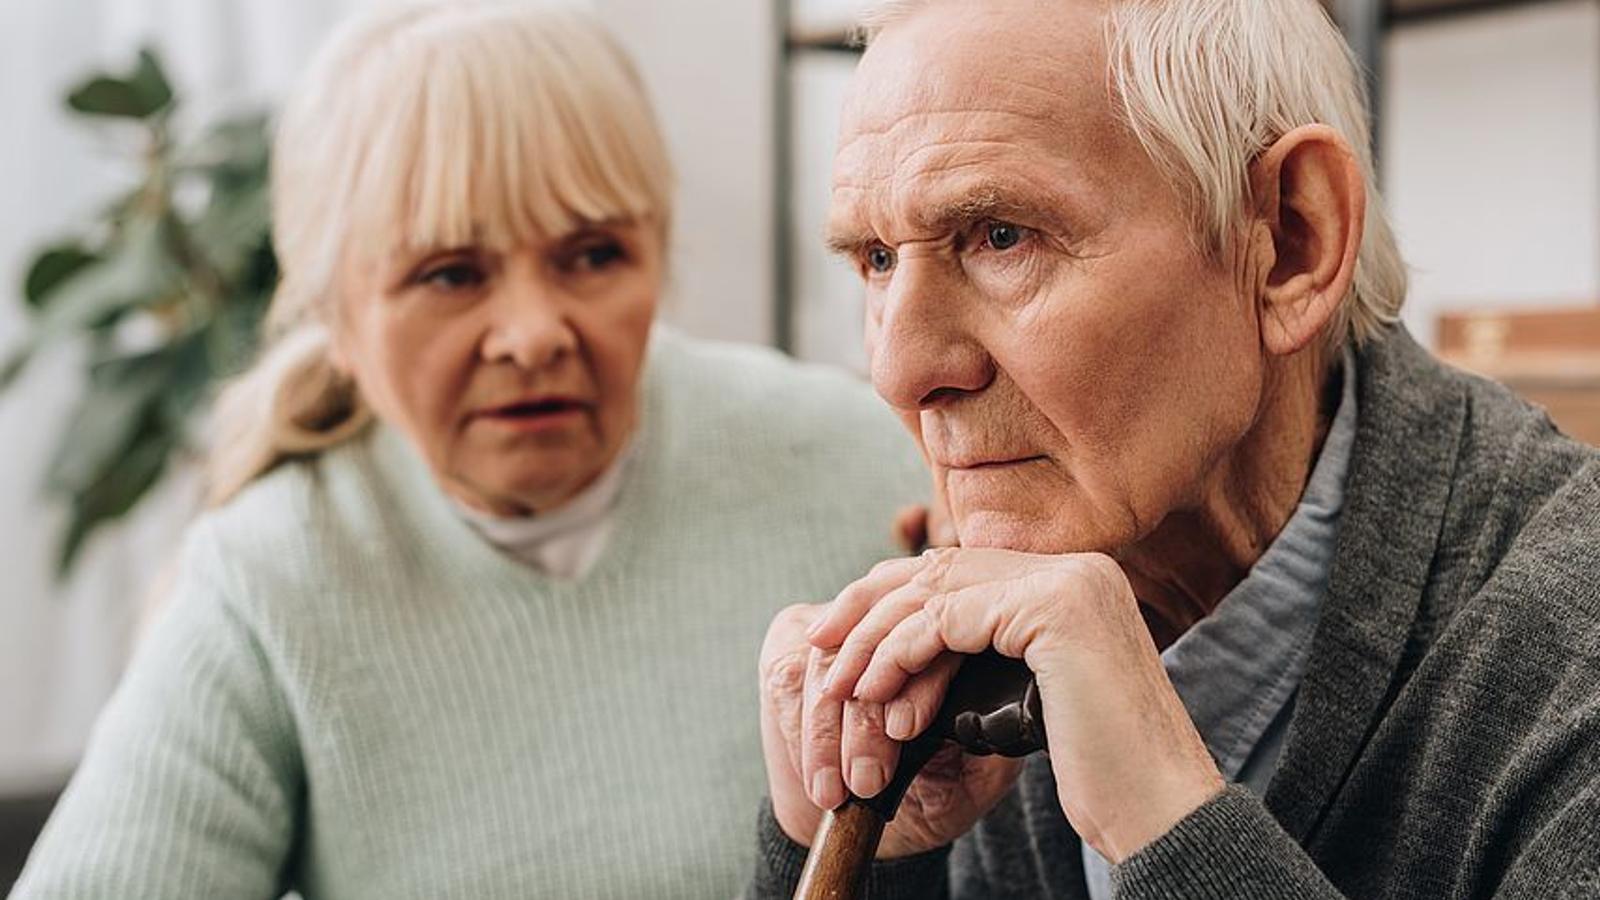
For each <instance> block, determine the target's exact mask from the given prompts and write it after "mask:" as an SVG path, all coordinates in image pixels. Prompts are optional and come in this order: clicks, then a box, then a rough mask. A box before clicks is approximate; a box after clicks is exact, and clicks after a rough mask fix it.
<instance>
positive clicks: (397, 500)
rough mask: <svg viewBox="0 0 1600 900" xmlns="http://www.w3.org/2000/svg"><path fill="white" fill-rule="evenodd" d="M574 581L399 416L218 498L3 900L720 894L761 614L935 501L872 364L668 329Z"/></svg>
mask: <svg viewBox="0 0 1600 900" xmlns="http://www.w3.org/2000/svg"><path fill="white" fill-rule="evenodd" d="M637 440H638V444H637V456H635V460H634V464H630V468H629V474H627V479H629V480H627V482H626V485H624V487H622V492H621V496H619V501H618V503H619V506H618V516H619V519H618V527H616V532H614V533H613V535H611V540H610V543H608V546H606V549H605V552H603V556H602V557H600V560H598V562H597V564H595V567H594V570H592V572H590V573H589V575H587V577H584V578H582V580H579V581H557V580H550V578H546V577H542V575H539V573H538V572H534V570H533V569H530V567H526V565H522V564H518V562H514V560H512V559H509V557H506V556H501V554H499V552H498V551H494V549H493V548H491V546H490V544H486V543H485V541H483V540H482V538H480V536H478V535H475V533H474V532H472V530H470V527H469V525H466V524H464V522H462V520H461V517H459V516H458V514H456V511H454V508H453V506H451V503H450V501H448V500H446V498H445V496H443V495H442V493H440V492H438V488H437V487H435V484H434V482H432V479H430V477H429V474H427V471H426V469H424V468H422V464H421V461H419V460H418V458H416V456H414V455H413V452H411V448H410V445H408V444H406V442H405V440H403V439H402V437H398V436H397V434H395V432H392V431H386V429H376V431H373V432H371V434H370V436H368V437H365V439H362V440H358V442H354V444H350V445H347V447H344V448H339V450H334V452H330V453H326V455H323V456H322V458H320V460H315V461H309V463H296V464H291V466H285V468H282V469H278V471H277V472H274V474H272V476H269V477H266V479H262V480H261V482H258V484H256V485H253V487H251V488H250V490H248V492H246V493H243V495H242V496H238V498H237V500H235V501H234V503H230V504H227V506H226V508H222V509H221V511H216V512H213V514H208V516H206V517H203V519H202V520H200V522H198V524H197V525H195V527H194V528H192V532H190V535H189V540H187V544H186V548H184V552H182V562H181V575H179V585H178V589H176V593H174V596H173V599H171V602H170V605H168V609H166V610H165V612H163V613H162V617H160V620H158V621H157V625H155V626H154V629H152V631H150V633H149V636H147V637H146V639H144V642H142V644H141V647H139V650H138V653H136V658H134V661H133V665H131V668H130V671H128V674H126V677H125V679H123V684H122V687H120V689H118V692H117V695H115V698H114V700H112V701H110V705H109V706H107V709H106V713H104V714H102V717H101V721H99V724H98V727H96V732H94V737H93V740H91V745H90V749H88V754H86V757H85V761H83V765H82V767H80V770H78V773H77V777H75V778H74V781H72V785H70V788H69V790H67V793H66V796H64V799H62V802H61V806H59V809H58V810H56V814H54V817H53V818H51V822H50V825H48V828H46V830H45V834H43V836H42V839H40V844H38V846H37V849H35V852H34V855H32V858H30V862H29V866H27V871H26V874H24V878H22V881H21V882H19V886H18V889H16V894H14V897H24V898H35V897H94V898H118V900H131V898H144V897H149V898H176V897H195V898H224V900H226V898H269V897H277V895H280V894H282V892H285V890H288V889H298V890H299V892H302V894H304V895H306V897H307V900H315V898H325V897H333V898H341V900H355V898H365V897H371V898H382V900H397V898H410V897H416V898H445V897H464V898H499V897H506V898H512V897H515V898H522V897H552V898H563V900H576V898H584V897H629V898H632V897H694V898H701V897H731V895H733V894H734V892H736V890H738V889H739V886H741V884H742V882H744V881H746V878H747V866H749V863H750V860H752V858H754V838H752V830H754V812H752V810H755V809H758V798H760V794H762V793H763V785H765V777H763V772H762V754H760V741H758V727H757V674H755V658H757V652H758V649H760V641H762V634H763V633H765V628H766V623H768V620H770V618H771V615H773V613H774V612H776V610H778V609H781V607H782V605H787V604H792V602H800V601H824V599H830V597H832V594H834V593H837V591H838V589H840V588H842V586H843V585H845V583H848V581H850V580H853V578H856V577H859V575H862V573H864V572H866V570H867V569H869V567H870V565H872V564H874V562H877V560H880V559H883V557H888V556H893V554H894V552H896V551H894V548H893V544H891V541H890V524H891V519H893V514H894V511H896V509H898V508H899V506H901V504H906V503H915V501H918V500H920V498H922V496H925V490H926V476H925V474H923V471H922V466H920V463H918V456H917V453H915V448H914V447H912V444H910V440H909V439H907V437H906V436H904V434H902V431H901V428H899V426H898V423H894V421H893V418H891V416H890V415H888V412H886V410H885V408H883V407H882V404H880V402H878V400H877V399H875V397H874V396H872V394H870V391H869V389H867V388H864V386H861V384H858V383H853V381H851V380H850V378H846V376H843V375H838V373H832V372H824V370H819V368H810V367H798V365H795V364H790V362H787V360H784V359H781V357H778V356H776V354H773V352H770V351H760V349H750V348H733V346H718V344H704V343H694V341H690V340H686V338H682V336H674V335H658V338H656V341H654V344H653V349H651V360H650V368H648V375H646V388H645V405H643V413H642V428H640V434H638V437H637Z"/></svg>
+ + +
> Exercise objective
Every line above gets copied exactly; none of the pictures do.

> Answer space
For each <instance> block, determine the target's exact mask from the given prompts and write it after "mask:" as an SVG path, all coordinates in image pixels. Prompts are optional and come in this order: clicks, then a box, then a rough mask. A box before clicks is approximate; a box after clicks is exact, and clicks after a rough mask fix it.
<instance>
positive clicks: (397, 500)
rough mask: <svg viewBox="0 0 1600 900" xmlns="http://www.w3.org/2000/svg"><path fill="white" fill-rule="evenodd" d="M574 581L399 416L218 498L3 900L720 894L761 614L935 501L872 364L668 329Z"/></svg>
mask: <svg viewBox="0 0 1600 900" xmlns="http://www.w3.org/2000/svg"><path fill="white" fill-rule="evenodd" d="M637 440H638V444H637V456H635V460H634V464H630V468H629V474H627V479H629V480H627V482H626V485H624V487H622V492H621V496H619V501H618V503H619V506H618V516H619V519H618V527H616V532H614V533H613V535H611V540H610V543H608V546H606V549H605V552H603V556H602V557H600V560H598V562H597V564H595V567H594V570H592V572H590V573H589V575H587V577H584V578H582V580H579V581H557V580H550V578H546V577H542V575H539V573H538V572H534V570H533V569H530V567H526V565H522V564H518V562H514V560H512V559H509V557H506V556H501V554H499V552H498V551H494V549H493V548H491V546H490V544H486V543H485V541H483V540H482V538H480V536H478V535H475V533H474V532H472V530H470V527H469V525H466V524H464V522H462V520H461V517H459V516H458V514H456V511H454V508H453V506H451V503H450V501H448V500H446V498H445V496H443V495H442V493H440V492H438V488H437V487H435V484H434V482H432V479H430V477H429V474H427V471H426V469H424V468H422V464H421V461H419V460H418V458H416V456H414V455H413V452H411V448H410V445H408V444H406V442H405V440H403V439H402V437H398V436H397V434H395V432H392V431H386V429H376V431H373V432H371V434H370V436H368V437H365V439H362V440H358V442H354V444H350V445H347V447H344V448H339V450H334V452H330V453H326V455H323V456H322V458H320V460H315V461H309V463H296V464H291V466H285V468H282V469H278V471H277V472H274V474H272V476H269V477H266V479H262V480H261V482H258V484H256V485H253V487H251V488H250V490H248V492H246V493H243V495H242V496H238V498H237V500H235V501H234V503H230V504H227V506H226V508H222V509H221V511H216V512H213V514H208V516H206V517H203V519H202V520H200V522H198V524H197V525H195V527H194V528H192V532H190V535H189V540H187V544H186V548H184V552H182V562H181V575H179V585H178V589H176V593H174V596H173V599H171V602H170V605H168V609H166V610H165V612H163V613H162V617H160V620H158V621H157V625H155V626H154V629H152V631H150V633H149V636H147V637H146V639H144V642H142V644H141V647H139V650H138V653H136V658H134V661H133V665H131V668H130V671H128V674H126V677H125V679H123V684H122V687H120V689H118V692H117V695H115V698H114V700H112V701H110V705H109V706H107V709H106V713H104V714H102V717H101V721H99V724H98V727H96V732H94V737H93V740H91V745H90V749H88V754H86V757H85V761H83V765H82V767H80V770H78V773H77V777H75V778H74V781H72V785H70V788H69V790H67V793H66V796H64V799H62V802H61V806H59V809H58V810H56V814H54V817H53V818H51V822H50V825H48V828H46V830H45V834H43V836H42V839H40V844H38V846H37V849H35V852H34V855H32V858H30V862H29V866H27V871H26V874H24V878H22V881H21V882H19V886H18V889H16V894H14V897H24V898H35V897H94V898H118V900H131V898H144V897H149V898H176V897H195V898H224V900H226V898H269V897H277V895H280V894H282V892H285V890H288V889H298V890H299V892H302V894H304V895H306V897H307V900H315V898H325V897H333V898H341V900H355V898H365V897H371V898H382V900H397V898H410V897H416V898H445V897H464V898H499V897H506V898H512V897H515V898H522V897H552V898H563V900H576V898H584V897H629V898H632V897H694V898H701V897H731V895H733V894H734V892H736V890H738V889H739V886H741V884H742V882H744V881H746V878H747V866H749V863H750V860H752V858H754V838H752V830H754V812H752V810H755V809H758V798H760V794H762V793H763V785H765V777H763V772H762V754H760V741H758V727H757V674H755V658H757V652H758V649H760V641H762V634H763V633H765V628H766V623H768V620H770V618H771V615H773V613H774V612H776V610H778V609H781V607H782V605H787V604H792V602H800V601H824V599H830V597H832V594H834V593H837V591H838V589H840V588H842V586H843V585H845V583H848V581H850V580H853V578H856V577H859V575H862V573H864V572H866V570H867V569H869V567H870V565H872V564H874V562H877V560H880V559H883V557H888V556H893V554H894V552H896V551H894V548H893V544H891V541H890V524H891V519H893V514H894V511H896V509H898V508H899V506H901V504H906V503H915V501H918V500H920V498H922V496H925V490H926V476H925V474H923V471H922V466H920V463H918V456H917V453H915V448H914V447H912V444H910V440H909V439H907V437H906V436H904V434H902V431H901V428H899V426H898V423H894V421H893V418H891V416H890V415H888V412H886V410H885V408H883V407H882V404H880V402H878V400H877V399H875V397H874V396H872V394H870V391H869V389H867V388H864V386H861V384H858V383H853V381H851V380H850V378H846V376H843V375H838V373H832V372H824V370H819V368H810V367H798V365H795V364H790V362H787V360H784V359H781V357H778V356H776V354H773V352H770V351H760V349H750V348H733V346H718V344H704V343H694V341H690V340H686V338H682V336H674V335H658V338H656V341H654V344H653V349H651V360H650V368H648V375H646V388H645V405H643V413H642V428H640V434H638V437H637Z"/></svg>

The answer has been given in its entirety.